Given instruction
Count how many lines in the listing below contain the word "leaf", treating uppercase and lowercase as different. Reply with the number only.

Supplied material

========

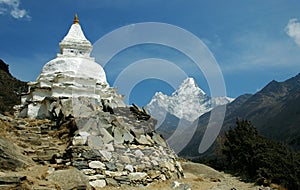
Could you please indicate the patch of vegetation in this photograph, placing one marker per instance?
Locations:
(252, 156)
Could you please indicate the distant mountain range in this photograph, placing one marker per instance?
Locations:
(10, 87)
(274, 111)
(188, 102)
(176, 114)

========

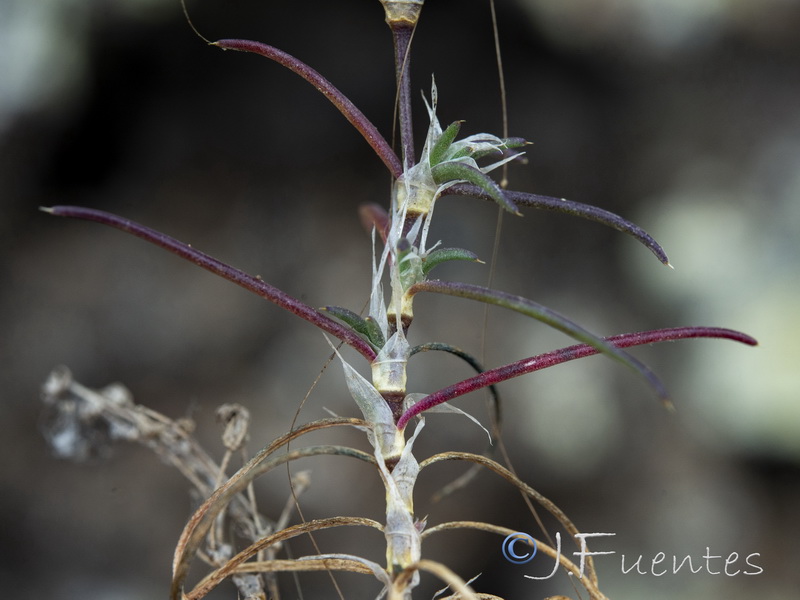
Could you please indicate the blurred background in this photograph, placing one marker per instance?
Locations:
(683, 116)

========

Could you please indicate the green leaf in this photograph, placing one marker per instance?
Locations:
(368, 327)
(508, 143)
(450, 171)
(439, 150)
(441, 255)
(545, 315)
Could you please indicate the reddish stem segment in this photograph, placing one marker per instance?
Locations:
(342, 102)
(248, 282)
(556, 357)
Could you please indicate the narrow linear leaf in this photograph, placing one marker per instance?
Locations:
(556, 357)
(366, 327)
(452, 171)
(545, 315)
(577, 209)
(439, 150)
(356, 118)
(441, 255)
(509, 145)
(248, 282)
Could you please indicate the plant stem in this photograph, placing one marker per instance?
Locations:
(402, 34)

========

The solution
2